Social Search

Given the dramatic and globally destabilizing effects of the deteriorating relationship between the Middle East and North Africa region and the West, efforts to increase the sheer number of interactions between these two regions should be a global priority. Our hope is to provide new opportunities for such positive interactions via the Web.

For example, between post 9/11 2001 and 2008, feelings of mistrust have only deepened. A 2006 Washington Post/ABC News poll found almost half (46%) of Americans have a negative view of Islam, seven percentage points higher than was found just post 9/11. In the Middle East, the data shows similar feelings of distrust of Western counterparts: A Gallup World Poll of Muslim opinions (2001-2007) found that significant percentages of people in Middle Eastern countries say that the West does not show concern for better relations (57% Egyptians, 53% Kuwaitis) and disagree with the statement that the US is serious about encouraging democracy in the region. Significantly this negative view does not translate to isolationist sentiments; a Zogby poll found that more than 70% of Moroccans, Jordanians, and Lebanese responded that they would "like to know" an American citizen.

As a newly burgeoning planetary civilization we need to build tools to help us bridge these cultural barriers.  The alternative is ongoing war, needless conflict, environmental devastation and other such artifacts of a global society that is incapable of understanding itself.  We need to take advantage of emerging technology to deliver news with persistence, proximity and relevance.

Today we have an emerging phenomena of 'social media'. Examples of these sites include: blogs - personal online journals that allow users to share their thoughts and receive feedback on them; Wikipedia, Flickr, and Digg.  These are web sites that allow users to collaborate on, publish, discuss and rank text, photos, web pages and news stories respectively.  Amazon's Mechanical Turk is another excellent example - solving problems by distributing them to a network of willing users.

The Web 2.0 social model is one of a shared garden.  Participants enter the shared space, browse and collectively groom the content of that space.  They repair dead links, they decorate articles with tags, they relate two articles together, relate media organizations to articles or to other content, provide geographic or temporal context, provide comments, bookmark or favorite various subjects, upscore or downscore content, forward links to friends, transclude, cite and contribute new content or new sources of content.

As Eric Raymond suggested in the context of open source: many eyes make hard problems shallow.  In our case many eyes make problems of information organization, media source quality and subjective quality more tractable.  However today much of the activity captures only explicit interest gestures on the part of the user.  For example a user "bookmarks" a link or "forwards" a photo.  Sites use this information to manufacture an "objective" point of view regarding which links are the most popular or which have the highest velocity. We instead need to manufacture "subjective points of view".  We want to let you spend a day in another persons shoes.

The primordial means of organizing meaning in our world is the virtual neighborhood; that community of overlapping interests: the social network. The function of a social network is three fold.  1) First they extend and reinforce a group network identity such as MySpace or FaceBook or Twitter.  2) Secondly they act as a medium for organizing and permissioning content.  3) Thirdly social networks manufacture meaning by separating content that the community enjoys from content that the community does not.

In our view, a social network consists of both people and the objects that they interact with.  We push the definition of a social network to include concepts such as people, articles, blogs, comments, searches, attention, tags, media outlets, locations and social groups.

────────────────────────────────────────

What to work on -
**a)** According to the social search text, what share of Americans held a negative view of Islam in the 2006 Washington Post/ABC News poll?
**b)** Rewrite the rows from their first line through the line containing "(1201, 112)", substituting "grated window" for "barred window" and leaving everything else unchanged.

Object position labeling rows
────────────────────────────────────────

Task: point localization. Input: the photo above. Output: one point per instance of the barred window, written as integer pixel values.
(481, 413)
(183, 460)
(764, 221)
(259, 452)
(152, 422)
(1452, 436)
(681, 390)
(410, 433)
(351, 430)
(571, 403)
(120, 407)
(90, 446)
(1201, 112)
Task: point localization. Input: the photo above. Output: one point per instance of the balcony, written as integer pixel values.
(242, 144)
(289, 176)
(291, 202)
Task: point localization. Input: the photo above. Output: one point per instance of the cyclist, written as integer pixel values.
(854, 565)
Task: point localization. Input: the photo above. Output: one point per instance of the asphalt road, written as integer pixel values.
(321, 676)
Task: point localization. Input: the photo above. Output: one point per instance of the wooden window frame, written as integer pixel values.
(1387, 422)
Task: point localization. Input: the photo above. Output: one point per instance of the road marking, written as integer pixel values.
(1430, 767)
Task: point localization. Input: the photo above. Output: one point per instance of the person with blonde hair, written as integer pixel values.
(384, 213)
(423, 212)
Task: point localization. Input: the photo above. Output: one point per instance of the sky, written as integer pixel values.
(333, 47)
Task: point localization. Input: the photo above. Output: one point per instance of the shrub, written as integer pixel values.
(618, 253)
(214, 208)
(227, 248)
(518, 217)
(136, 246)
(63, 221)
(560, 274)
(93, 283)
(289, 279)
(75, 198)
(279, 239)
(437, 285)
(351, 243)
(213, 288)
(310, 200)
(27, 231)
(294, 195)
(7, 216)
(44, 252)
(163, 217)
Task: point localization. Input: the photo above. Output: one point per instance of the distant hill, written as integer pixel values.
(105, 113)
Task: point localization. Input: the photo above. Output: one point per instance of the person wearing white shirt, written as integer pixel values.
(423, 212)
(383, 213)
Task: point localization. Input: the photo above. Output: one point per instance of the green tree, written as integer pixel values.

────────────────────────────────────────

Answers by task -
**a)** Almost half (46%).

**b)**
Task: point localization. Input: the photo above. Output: one point per instance of the grated window, written as integer pixel values.
(481, 413)
(183, 460)
(764, 221)
(259, 452)
(152, 422)
(1452, 436)
(681, 390)
(410, 433)
(351, 430)
(571, 403)
(120, 407)
(90, 446)
(1201, 112)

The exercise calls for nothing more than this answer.